• Your instructions: Please print exactly the lines running from the one that contains "the monkey in" to the end of the data, with both lines included.

──────── Supplied data

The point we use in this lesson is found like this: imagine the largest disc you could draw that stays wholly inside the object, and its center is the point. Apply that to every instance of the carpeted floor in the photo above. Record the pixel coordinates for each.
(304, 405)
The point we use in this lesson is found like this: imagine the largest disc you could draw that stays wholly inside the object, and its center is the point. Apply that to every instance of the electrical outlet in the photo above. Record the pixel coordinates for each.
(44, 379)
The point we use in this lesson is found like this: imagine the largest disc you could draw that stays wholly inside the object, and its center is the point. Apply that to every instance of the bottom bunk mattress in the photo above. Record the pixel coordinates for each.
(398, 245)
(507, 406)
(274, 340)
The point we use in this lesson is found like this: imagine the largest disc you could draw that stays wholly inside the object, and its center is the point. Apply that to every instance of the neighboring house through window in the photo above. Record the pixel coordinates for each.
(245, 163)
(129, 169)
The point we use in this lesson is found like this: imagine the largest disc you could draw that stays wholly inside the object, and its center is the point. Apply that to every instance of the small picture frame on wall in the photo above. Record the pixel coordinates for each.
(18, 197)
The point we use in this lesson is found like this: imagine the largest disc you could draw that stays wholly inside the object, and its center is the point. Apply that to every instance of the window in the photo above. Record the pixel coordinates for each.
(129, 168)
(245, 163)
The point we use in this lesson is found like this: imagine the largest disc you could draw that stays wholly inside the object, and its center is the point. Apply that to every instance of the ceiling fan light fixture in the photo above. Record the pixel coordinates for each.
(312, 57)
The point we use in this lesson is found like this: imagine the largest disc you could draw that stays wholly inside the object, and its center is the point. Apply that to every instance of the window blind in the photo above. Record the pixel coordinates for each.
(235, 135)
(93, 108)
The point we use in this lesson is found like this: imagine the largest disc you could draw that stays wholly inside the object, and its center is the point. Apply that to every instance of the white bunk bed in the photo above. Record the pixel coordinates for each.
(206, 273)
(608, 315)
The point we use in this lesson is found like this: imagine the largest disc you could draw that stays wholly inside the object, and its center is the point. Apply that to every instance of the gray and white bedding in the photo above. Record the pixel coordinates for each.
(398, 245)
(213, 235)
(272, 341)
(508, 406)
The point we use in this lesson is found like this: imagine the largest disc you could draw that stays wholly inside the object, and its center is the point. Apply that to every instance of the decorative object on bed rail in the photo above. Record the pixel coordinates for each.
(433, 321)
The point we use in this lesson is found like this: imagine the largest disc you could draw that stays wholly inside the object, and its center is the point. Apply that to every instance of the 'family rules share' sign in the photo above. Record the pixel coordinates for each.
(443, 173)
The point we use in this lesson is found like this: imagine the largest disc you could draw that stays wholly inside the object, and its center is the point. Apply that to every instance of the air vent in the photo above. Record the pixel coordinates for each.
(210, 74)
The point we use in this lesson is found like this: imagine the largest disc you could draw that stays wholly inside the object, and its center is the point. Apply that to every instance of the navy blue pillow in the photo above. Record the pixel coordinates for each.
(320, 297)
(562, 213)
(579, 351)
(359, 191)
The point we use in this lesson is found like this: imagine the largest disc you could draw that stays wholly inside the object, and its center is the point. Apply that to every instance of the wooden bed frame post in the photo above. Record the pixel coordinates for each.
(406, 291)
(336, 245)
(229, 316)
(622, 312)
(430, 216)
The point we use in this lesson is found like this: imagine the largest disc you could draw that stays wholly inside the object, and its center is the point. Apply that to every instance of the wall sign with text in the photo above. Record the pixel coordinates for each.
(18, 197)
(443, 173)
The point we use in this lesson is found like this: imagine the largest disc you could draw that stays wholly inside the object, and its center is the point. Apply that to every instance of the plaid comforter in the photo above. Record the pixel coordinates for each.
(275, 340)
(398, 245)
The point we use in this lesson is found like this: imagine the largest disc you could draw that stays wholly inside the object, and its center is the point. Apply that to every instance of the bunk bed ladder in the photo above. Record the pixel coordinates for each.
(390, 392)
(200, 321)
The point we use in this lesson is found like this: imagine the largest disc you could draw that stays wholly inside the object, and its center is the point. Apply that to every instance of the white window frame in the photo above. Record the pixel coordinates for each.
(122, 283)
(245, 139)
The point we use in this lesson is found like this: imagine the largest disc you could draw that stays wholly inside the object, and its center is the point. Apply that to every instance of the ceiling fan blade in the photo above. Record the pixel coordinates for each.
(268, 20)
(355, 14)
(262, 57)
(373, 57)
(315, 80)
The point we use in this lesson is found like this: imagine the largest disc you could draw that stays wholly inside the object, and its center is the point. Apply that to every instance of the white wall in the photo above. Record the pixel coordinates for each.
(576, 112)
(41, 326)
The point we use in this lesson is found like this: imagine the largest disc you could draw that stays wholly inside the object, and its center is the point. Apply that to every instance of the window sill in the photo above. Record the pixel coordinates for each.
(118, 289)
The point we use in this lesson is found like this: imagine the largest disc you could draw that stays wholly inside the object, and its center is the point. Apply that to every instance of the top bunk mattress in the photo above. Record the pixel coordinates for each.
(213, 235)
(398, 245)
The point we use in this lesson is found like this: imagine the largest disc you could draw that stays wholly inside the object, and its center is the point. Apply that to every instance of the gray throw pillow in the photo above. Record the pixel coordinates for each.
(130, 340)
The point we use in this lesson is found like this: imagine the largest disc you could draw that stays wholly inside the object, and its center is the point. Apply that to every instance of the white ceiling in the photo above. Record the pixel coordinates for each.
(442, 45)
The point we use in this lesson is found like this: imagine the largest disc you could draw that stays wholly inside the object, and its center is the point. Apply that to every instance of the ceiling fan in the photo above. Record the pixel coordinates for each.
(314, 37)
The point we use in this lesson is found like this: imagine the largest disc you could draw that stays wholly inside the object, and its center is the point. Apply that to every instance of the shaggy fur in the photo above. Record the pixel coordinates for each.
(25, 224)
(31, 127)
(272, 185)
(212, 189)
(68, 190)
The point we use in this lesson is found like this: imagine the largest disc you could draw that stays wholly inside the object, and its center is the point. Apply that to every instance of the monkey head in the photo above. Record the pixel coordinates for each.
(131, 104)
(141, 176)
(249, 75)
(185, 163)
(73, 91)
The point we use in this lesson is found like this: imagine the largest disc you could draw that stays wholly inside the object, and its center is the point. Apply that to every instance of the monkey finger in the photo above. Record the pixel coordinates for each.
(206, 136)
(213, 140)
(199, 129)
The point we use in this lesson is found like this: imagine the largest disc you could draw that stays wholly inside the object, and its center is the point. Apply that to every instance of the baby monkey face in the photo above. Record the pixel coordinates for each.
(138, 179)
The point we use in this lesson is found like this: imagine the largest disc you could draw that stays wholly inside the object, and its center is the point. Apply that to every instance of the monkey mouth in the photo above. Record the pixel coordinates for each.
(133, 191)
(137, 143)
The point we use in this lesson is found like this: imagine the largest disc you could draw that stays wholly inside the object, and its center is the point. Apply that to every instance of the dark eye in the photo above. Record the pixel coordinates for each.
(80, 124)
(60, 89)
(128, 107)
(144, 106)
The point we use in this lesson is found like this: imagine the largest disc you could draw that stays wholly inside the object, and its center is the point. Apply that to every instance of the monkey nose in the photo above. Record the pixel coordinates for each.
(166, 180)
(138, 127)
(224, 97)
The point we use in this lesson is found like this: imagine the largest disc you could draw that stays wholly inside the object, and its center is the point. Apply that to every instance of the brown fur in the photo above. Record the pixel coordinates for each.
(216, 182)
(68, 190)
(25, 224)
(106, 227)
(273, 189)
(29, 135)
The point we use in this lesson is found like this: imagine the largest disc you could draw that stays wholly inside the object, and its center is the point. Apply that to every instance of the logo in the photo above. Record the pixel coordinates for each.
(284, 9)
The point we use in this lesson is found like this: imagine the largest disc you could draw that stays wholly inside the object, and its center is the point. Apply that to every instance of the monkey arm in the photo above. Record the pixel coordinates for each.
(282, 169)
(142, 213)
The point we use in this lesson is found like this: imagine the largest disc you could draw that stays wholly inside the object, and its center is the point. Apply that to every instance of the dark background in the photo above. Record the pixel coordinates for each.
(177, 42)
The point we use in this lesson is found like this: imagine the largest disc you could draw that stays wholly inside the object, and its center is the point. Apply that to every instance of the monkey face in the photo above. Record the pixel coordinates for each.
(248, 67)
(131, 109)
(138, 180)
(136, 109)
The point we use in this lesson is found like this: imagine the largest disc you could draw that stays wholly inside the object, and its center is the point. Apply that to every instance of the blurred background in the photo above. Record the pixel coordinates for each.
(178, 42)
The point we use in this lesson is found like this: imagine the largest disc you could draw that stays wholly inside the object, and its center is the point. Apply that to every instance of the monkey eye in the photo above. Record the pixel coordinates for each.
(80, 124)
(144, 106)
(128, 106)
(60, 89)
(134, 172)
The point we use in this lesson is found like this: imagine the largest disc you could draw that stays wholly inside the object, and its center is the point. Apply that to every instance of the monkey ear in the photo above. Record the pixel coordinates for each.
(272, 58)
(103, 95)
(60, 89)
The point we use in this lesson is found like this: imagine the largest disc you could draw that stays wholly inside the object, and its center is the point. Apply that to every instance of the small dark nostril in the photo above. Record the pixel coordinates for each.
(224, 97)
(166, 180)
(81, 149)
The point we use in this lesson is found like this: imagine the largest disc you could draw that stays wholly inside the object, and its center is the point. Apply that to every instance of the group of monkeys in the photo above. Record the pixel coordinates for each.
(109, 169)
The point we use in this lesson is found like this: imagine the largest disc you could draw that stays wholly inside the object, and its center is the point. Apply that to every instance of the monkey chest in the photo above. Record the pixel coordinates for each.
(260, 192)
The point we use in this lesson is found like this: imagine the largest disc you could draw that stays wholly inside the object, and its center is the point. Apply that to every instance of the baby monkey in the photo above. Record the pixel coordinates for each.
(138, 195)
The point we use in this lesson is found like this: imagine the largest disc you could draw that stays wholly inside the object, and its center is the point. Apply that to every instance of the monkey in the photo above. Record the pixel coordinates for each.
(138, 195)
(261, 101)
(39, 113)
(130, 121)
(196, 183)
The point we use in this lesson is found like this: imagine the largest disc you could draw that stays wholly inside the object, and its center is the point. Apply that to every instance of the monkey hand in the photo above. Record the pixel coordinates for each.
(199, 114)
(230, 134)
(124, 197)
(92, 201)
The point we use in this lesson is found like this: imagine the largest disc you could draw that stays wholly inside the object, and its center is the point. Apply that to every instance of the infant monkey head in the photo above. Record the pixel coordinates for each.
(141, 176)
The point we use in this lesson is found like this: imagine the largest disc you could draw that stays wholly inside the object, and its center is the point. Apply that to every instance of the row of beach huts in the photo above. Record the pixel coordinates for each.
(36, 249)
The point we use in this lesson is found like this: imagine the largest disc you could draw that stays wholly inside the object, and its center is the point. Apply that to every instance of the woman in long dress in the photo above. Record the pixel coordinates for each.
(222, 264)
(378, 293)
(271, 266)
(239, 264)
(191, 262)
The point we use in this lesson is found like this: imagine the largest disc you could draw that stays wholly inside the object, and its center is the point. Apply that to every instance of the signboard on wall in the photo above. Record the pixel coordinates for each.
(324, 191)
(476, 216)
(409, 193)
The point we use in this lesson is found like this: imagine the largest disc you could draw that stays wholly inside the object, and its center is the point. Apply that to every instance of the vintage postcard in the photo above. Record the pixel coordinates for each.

────────────────

• Solution to this task:
The point we use in this lesson is found like this: imagine the largest disc you could draw that stays wholly inside the object, and its center is the point. Apply that to every instance of the monkey in the photo above. Record the pixel coordinates for each.
(138, 195)
(261, 101)
(39, 113)
(130, 121)
(196, 183)
The point we use in this lesson is found like this: imagine the largest disc you could draw that stays wholly inside the object, and its center is the point. Apply that to every instance of the monkey hand in the photo above. Record the pixel coordinates for each.
(199, 114)
(230, 134)
(124, 197)
(92, 201)
The point we use in this lesson is found like this: imagine the largest disc you could draw that stays wholly inside the object, and its center is the point. Apply that to every instance of the infant monkey head in the photo above. Record the pixel coordinates for each.
(141, 176)
The point we use in this lesson is found like this: imagine the largest disc you could draw that stays wholly inside the object, and its center is the point. Apply that to every instance of the row of beach huts in the photo above. Record the pixel coordinates for each.
(36, 249)
The point we use in this lesson is found like this: imagine the largest disc you could draw that stays wholly inside the object, and its center is the point. Apply that to every instance of the woman in long dress in the photo above. Record the pixel coordinates for each.
(222, 264)
(378, 293)
(271, 266)
(239, 264)
(191, 262)
The point we use in this lesson is found like this: imagine the largest disc you could draw that stays wholly inside the object, and its center is the point. Apply that to every instance of the signboard on wall in the photo above. Record the pixel coordinates for each.
(324, 191)
(476, 216)
(409, 193)
The point we use in this lesson is found like this: imagine the largest disc you could draw that stays wholly inside the object, and its center is the point. Apply that to every instance of the vintage postcard in the photo above. Record the pixel coordinates for each.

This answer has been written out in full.